> _Activity_: Return the run of lines below that opens with the line containing "negative clicks: (589, 561)" and closes with the line containing "rough mask: <svg", keeping each one exact.

> _Record extracts_:

◆ ◆ ◆ ◆ ◆ ◆ ◆

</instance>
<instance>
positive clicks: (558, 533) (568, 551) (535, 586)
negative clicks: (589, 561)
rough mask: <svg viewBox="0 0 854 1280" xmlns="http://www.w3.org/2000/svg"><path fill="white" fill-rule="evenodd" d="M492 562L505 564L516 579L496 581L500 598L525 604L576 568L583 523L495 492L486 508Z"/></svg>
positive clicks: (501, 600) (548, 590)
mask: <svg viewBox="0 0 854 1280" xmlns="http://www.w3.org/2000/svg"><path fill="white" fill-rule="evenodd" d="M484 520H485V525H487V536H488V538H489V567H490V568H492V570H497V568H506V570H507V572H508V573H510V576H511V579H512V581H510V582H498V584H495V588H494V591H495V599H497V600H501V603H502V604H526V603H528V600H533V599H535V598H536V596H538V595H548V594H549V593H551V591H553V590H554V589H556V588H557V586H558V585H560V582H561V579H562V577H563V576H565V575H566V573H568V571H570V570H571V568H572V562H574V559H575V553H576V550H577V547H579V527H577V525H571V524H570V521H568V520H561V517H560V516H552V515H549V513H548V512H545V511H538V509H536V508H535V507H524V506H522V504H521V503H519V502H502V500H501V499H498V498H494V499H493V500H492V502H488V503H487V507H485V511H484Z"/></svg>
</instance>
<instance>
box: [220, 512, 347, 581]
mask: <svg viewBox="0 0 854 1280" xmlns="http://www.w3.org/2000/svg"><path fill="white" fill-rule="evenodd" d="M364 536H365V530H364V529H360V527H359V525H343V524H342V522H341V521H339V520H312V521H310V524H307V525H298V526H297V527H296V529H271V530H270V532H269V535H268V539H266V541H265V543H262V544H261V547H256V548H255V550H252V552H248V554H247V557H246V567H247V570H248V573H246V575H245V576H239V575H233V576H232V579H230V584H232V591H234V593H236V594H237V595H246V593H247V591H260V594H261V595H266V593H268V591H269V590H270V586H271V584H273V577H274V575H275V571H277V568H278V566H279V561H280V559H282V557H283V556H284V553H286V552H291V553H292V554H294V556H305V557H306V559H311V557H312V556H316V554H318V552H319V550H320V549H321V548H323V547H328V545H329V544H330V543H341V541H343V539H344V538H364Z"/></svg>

◆ ◆ ◆ ◆ ◆ ◆ ◆

> _Solution_:
negative clicks: (589, 561)
rough mask: <svg viewBox="0 0 854 1280" xmlns="http://www.w3.org/2000/svg"><path fill="white" fill-rule="evenodd" d="M492 562L505 564L516 579L496 581L500 598L525 604L576 568L583 523L495 492L486 508Z"/></svg>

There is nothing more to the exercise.